▶ _WHAT TO PRODUCE_: Repeat the data that follows, word for word, without the images.

───── INFORMATION PROVIDED ─────

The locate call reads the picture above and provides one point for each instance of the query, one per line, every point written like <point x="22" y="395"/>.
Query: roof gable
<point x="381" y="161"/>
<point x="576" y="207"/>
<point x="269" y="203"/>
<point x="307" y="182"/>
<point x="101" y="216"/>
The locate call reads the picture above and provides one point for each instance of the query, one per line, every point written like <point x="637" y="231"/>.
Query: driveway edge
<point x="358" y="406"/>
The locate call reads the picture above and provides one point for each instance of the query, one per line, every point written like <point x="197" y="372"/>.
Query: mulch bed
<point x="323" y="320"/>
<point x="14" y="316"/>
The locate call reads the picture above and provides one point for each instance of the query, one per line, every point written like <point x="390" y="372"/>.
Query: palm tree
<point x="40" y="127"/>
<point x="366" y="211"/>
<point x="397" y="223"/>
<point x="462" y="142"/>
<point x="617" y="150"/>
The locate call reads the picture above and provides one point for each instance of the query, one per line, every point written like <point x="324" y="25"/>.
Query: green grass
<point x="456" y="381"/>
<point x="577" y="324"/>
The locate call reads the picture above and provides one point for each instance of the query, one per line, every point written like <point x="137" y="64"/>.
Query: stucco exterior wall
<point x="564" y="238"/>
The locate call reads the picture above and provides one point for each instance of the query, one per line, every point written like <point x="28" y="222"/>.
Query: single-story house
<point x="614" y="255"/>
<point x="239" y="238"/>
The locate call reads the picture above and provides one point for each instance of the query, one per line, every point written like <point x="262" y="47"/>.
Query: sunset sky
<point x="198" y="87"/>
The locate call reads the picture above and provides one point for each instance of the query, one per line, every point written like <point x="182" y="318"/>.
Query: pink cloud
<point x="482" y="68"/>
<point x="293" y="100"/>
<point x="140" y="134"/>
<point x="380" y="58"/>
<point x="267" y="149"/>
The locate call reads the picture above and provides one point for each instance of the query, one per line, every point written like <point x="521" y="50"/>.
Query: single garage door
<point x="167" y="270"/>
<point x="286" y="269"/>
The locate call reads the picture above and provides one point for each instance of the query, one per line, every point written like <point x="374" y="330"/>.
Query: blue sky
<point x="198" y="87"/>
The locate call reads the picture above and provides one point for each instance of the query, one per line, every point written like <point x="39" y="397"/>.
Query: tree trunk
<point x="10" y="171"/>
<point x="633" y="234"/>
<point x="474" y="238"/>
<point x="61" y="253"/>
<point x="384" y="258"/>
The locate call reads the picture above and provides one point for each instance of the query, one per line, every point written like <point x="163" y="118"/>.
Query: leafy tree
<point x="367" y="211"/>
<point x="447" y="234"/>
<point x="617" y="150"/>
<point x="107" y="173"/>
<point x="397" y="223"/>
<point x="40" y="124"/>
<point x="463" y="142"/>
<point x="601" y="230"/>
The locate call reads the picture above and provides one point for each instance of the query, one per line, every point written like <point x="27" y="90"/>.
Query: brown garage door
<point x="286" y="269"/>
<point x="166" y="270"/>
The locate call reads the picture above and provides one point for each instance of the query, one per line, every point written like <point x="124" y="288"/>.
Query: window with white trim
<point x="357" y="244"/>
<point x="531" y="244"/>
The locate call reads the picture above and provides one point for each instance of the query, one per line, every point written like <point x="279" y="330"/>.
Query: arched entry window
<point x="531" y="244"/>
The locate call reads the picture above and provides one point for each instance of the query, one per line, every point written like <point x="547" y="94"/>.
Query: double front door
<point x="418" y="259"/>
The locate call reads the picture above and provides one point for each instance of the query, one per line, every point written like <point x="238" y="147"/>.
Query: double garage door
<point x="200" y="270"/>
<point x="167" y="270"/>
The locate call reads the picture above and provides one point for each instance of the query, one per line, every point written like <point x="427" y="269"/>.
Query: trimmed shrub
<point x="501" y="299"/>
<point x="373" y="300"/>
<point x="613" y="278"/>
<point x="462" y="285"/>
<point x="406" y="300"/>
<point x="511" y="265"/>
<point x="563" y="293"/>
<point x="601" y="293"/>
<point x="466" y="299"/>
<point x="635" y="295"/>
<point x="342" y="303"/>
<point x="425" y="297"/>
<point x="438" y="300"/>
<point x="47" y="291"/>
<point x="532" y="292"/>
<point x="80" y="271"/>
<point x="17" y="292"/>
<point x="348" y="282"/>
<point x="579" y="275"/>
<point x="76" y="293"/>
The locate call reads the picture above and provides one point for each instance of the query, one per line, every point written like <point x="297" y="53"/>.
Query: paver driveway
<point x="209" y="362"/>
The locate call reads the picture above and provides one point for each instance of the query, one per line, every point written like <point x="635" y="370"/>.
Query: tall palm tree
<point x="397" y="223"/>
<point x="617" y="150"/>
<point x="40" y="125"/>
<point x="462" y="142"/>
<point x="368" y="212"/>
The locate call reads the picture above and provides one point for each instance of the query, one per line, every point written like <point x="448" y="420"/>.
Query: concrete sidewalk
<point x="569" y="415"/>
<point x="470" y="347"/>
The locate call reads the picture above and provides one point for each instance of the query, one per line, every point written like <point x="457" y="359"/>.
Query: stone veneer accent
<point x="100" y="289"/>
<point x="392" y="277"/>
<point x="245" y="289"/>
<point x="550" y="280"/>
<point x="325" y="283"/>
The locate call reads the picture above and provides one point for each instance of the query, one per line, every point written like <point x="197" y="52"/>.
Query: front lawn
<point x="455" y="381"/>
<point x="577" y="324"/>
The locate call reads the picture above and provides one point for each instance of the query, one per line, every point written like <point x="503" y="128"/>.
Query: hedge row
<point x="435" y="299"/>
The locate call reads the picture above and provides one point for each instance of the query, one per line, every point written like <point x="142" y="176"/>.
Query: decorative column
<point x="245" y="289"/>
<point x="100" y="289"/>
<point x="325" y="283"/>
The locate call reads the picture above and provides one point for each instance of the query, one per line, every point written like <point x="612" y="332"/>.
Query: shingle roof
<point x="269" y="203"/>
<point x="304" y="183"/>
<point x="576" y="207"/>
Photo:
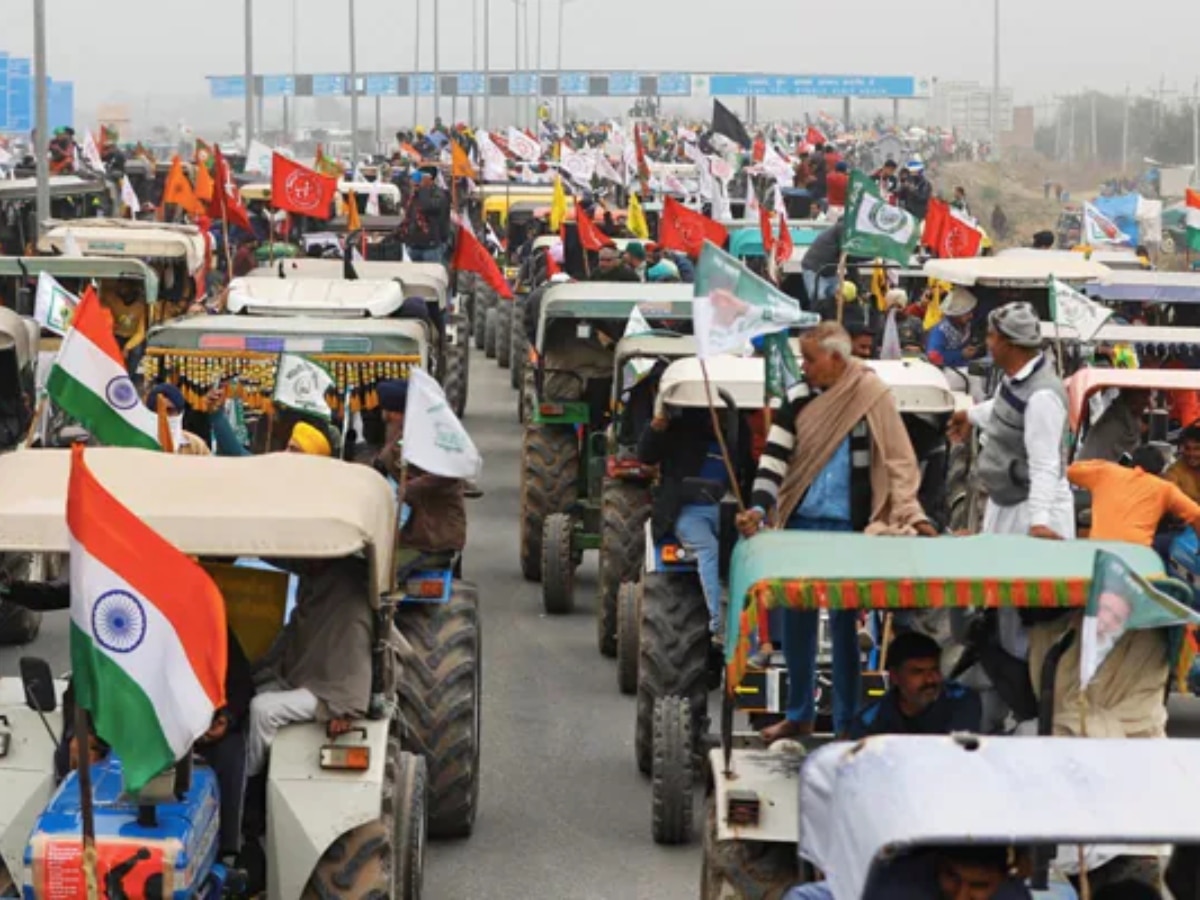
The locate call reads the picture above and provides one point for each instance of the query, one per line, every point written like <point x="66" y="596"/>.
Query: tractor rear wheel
<point x="557" y="565"/>
<point x="673" y="647"/>
<point x="439" y="700"/>
<point x="673" y="773"/>
<point x="624" y="508"/>
<point x="549" y="471"/>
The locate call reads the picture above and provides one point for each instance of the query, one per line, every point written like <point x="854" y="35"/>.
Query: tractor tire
<point x="749" y="870"/>
<point x="383" y="858"/>
<point x="557" y="565"/>
<point x="629" y="616"/>
<point x="673" y="647"/>
<point x="550" y="461"/>
<point x="672" y="775"/>
<point x="490" y="324"/>
<point x="624" y="508"/>
<point x="504" y="335"/>
<point x="456" y="367"/>
<point x="519" y="348"/>
<point x="439" y="701"/>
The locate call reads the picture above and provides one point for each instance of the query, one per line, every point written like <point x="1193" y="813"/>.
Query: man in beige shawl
<point x="838" y="459"/>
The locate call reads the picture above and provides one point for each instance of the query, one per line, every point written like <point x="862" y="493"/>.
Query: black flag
<point x="725" y="123"/>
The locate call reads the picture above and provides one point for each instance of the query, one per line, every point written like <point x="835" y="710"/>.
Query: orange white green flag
<point x="148" y="633"/>
<point x="90" y="383"/>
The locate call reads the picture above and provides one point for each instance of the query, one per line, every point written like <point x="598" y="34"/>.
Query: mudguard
<point x="309" y="808"/>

─────

▶ _RESPONSE_:
The locate call reads the picture above and provides one point for each instance of the query, one per line, every point written like <point x="22" y="395"/>.
Query: roof gable
<point x="381" y="161"/>
<point x="576" y="207"/>
<point x="269" y="203"/>
<point x="307" y="182"/>
<point x="101" y="216"/>
The locate call reads the picture above and provides one point for each instance of the query, one per line, every point written like <point x="637" y="231"/>.
Query: driveway edge
<point x="358" y="406"/>
The locate call reads the picture above and provides one point for each instance of the query, one per line, every point written like <point x="197" y="372"/>.
Query: mulch bed
<point x="323" y="320"/>
<point x="14" y="316"/>
The locate call reads the picture above and provides one point for each instance of the query, one per line, every point written like <point x="390" y="372"/>.
Query: palm tree
<point x="40" y="127"/>
<point x="366" y="211"/>
<point x="397" y="223"/>
<point x="462" y="142"/>
<point x="617" y="150"/>
The locate call reads the picture above and provides one point for each instance of the query, one per line, every point written like <point x="324" y="25"/>.
Query: green grass
<point x="456" y="381"/>
<point x="577" y="324"/>
The locate call reads the picture above and provides one point for each instance of the query, one per line, every point written like <point x="137" y="64"/>.
Query: stucco exterior wall
<point x="564" y="238"/>
The locate call reads the picture above and provides one point for each instance of the query, one per line, every point written like <point x="28" y="222"/>.
Query: single-story house
<point x="614" y="255"/>
<point x="239" y="238"/>
The locate call reads the picture above and provides one point for each instance of the query, one per line, every point written like <point x="262" y="47"/>.
Query: sunset sky
<point x="198" y="87"/>
The locate call reads the picture above and provides one point for each instance of the query, one per line, every point written like <point x="182" y="318"/>.
Query: pink cloud
<point x="482" y="68"/>
<point x="293" y="100"/>
<point x="140" y="134"/>
<point x="380" y="58"/>
<point x="267" y="149"/>
The locate call reads the picture above and provides one point for each instance of the query, one per line, every point written like <point x="521" y="50"/>.
Query: single garage door
<point x="167" y="270"/>
<point x="286" y="269"/>
The locate call reads the picture above and provides one point for each instance of the query, one per line, every point written like <point x="374" y="330"/>.
Query: blue sky
<point x="198" y="87"/>
The locate call reads the picture above and provides one point for each instance of the query, one per line, every point written like <point x="39" y="397"/>.
Query: tree trunk
<point x="10" y="171"/>
<point x="633" y="234"/>
<point x="474" y="238"/>
<point x="61" y="253"/>
<point x="384" y="258"/>
The locate call reads the picture above and provides one point for each instance of the query, one per line, every point written like <point x="163" y="118"/>.
Query: leafy tree
<point x="367" y="211"/>
<point x="447" y="234"/>
<point x="617" y="150"/>
<point x="107" y="173"/>
<point x="397" y="223"/>
<point x="40" y="124"/>
<point x="463" y="142"/>
<point x="601" y="230"/>
The locate call reads the picture above and provides one point for each instance of the query, one per line, every point written like <point x="27" y="90"/>.
Query: brown garage door
<point x="286" y="269"/>
<point x="166" y="270"/>
The locate call reads the picture above and provides one point for each instance of the query, one per line, every point written like <point x="124" y="288"/>.
Query: window with white trim
<point x="357" y="244"/>
<point x="531" y="244"/>
The locate call reads the picture above and provides one point for each instance of the query, one per line, every point written like <point x="279" y="330"/>.
Query: arched entry window
<point x="531" y="244"/>
The locate call reads the picture above and provides one point for each instance of the query, one per line, every point written like <point x="547" y="94"/>.
Query: double front door
<point x="418" y="259"/>
The locate call reads the picture above and provides one point for each instance of the query, one per line, every point written like <point x="238" y="147"/>.
Query: double garage door
<point x="200" y="270"/>
<point x="167" y="270"/>
The locate call reads the picture above and provides one point for each instance of the query, one per line, every point written like <point x="427" y="269"/>.
Query: trimmed shrub
<point x="501" y="299"/>
<point x="373" y="300"/>
<point x="613" y="278"/>
<point x="462" y="285"/>
<point x="406" y="300"/>
<point x="511" y="265"/>
<point x="563" y="293"/>
<point x="601" y="293"/>
<point x="466" y="299"/>
<point x="635" y="295"/>
<point x="342" y="303"/>
<point x="425" y="297"/>
<point x="438" y="300"/>
<point x="47" y="291"/>
<point x="532" y="292"/>
<point x="80" y="271"/>
<point x="17" y="292"/>
<point x="348" y="282"/>
<point x="579" y="275"/>
<point x="76" y="293"/>
The locate call reads the picture above and provides one point for each instance of the query, one per line, every point written like <point x="297" y="53"/>.
Query: paver driveway
<point x="209" y="362"/>
The locate call reads the picture above and provides one point for each instance of the query, one per line, every point written like <point x="635" y="370"/>.
Query: tall palm tree
<point x="397" y="223"/>
<point x="617" y="150"/>
<point x="40" y="125"/>
<point x="462" y="142"/>
<point x="368" y="212"/>
The locate call reads the picture above and provides one point for each instance of the query, one per line, every point written like <point x="448" y="420"/>.
Query: concrete sidewalk
<point x="569" y="415"/>
<point x="470" y="347"/>
The locate call reads the picture above and provides one point for each instance of the query, one per line, every point written like <point x="457" y="359"/>.
Query: stone veneer accent
<point x="100" y="289"/>
<point x="392" y="277"/>
<point x="245" y="289"/>
<point x="550" y="280"/>
<point x="325" y="283"/>
The locate call reads the picture above and provides one point for each instance of the query, one per line, every point written like <point x="197" y="52"/>.
Query: front lawn
<point x="455" y="381"/>
<point x="577" y="324"/>
The locate call reads the picture above and provides one point for each instance of the query, one per line, every point written like <point x="503" y="128"/>.
Query: hedge row
<point x="435" y="299"/>
The locate call reads the picture above and provides one point for each instance of the query, one per line, every point written like <point x="142" y="176"/>.
Query: decorative column
<point x="245" y="289"/>
<point x="100" y="289"/>
<point x="325" y="283"/>
The locate call reads the picture above and provides one point for each instance of the query, one per line, every point written like <point x="612" y="332"/>.
Query: shingle roof
<point x="269" y="203"/>
<point x="304" y="183"/>
<point x="576" y="207"/>
Photo:
The locate call reads the picture above and provides one point for each instance of the query, one per line, every point written like <point x="66" y="596"/>.
Query: tractor rear wheel
<point x="557" y="565"/>
<point x="673" y="647"/>
<point x="439" y="700"/>
<point x="673" y="773"/>
<point x="624" y="508"/>
<point x="549" y="471"/>
The locate call reads the picture above and provides one point for each instance of the query, one per line, every point written like <point x="854" y="35"/>.
Query: tractor tire
<point x="749" y="870"/>
<point x="383" y="858"/>
<point x="557" y="565"/>
<point x="629" y="616"/>
<point x="673" y="647"/>
<point x="550" y="461"/>
<point x="672" y="775"/>
<point x="490" y="324"/>
<point x="624" y="508"/>
<point x="504" y="335"/>
<point x="456" y="367"/>
<point x="519" y="348"/>
<point x="439" y="701"/>
The locate call reads the picture above and provides one point for each instance of the query, one per line, every point written like <point x="1193" y="813"/>.
Query: man in beige shawl
<point x="838" y="459"/>
The locate call reads the picture above and provides one point for each instance of the query, one per line, every point written like <point x="862" y="493"/>.
Query: black flag
<point x="725" y="123"/>
The locate call reads the picture above and provides one point for each instance of the query, one per line, every point written like <point x="835" y="710"/>.
Query: orange white green flag
<point x="148" y="633"/>
<point x="90" y="383"/>
The locate call reads the picture above and provides one point for each instance of the query, one per line, every point written like <point x="598" y="34"/>.
Query: mudguard
<point x="309" y="808"/>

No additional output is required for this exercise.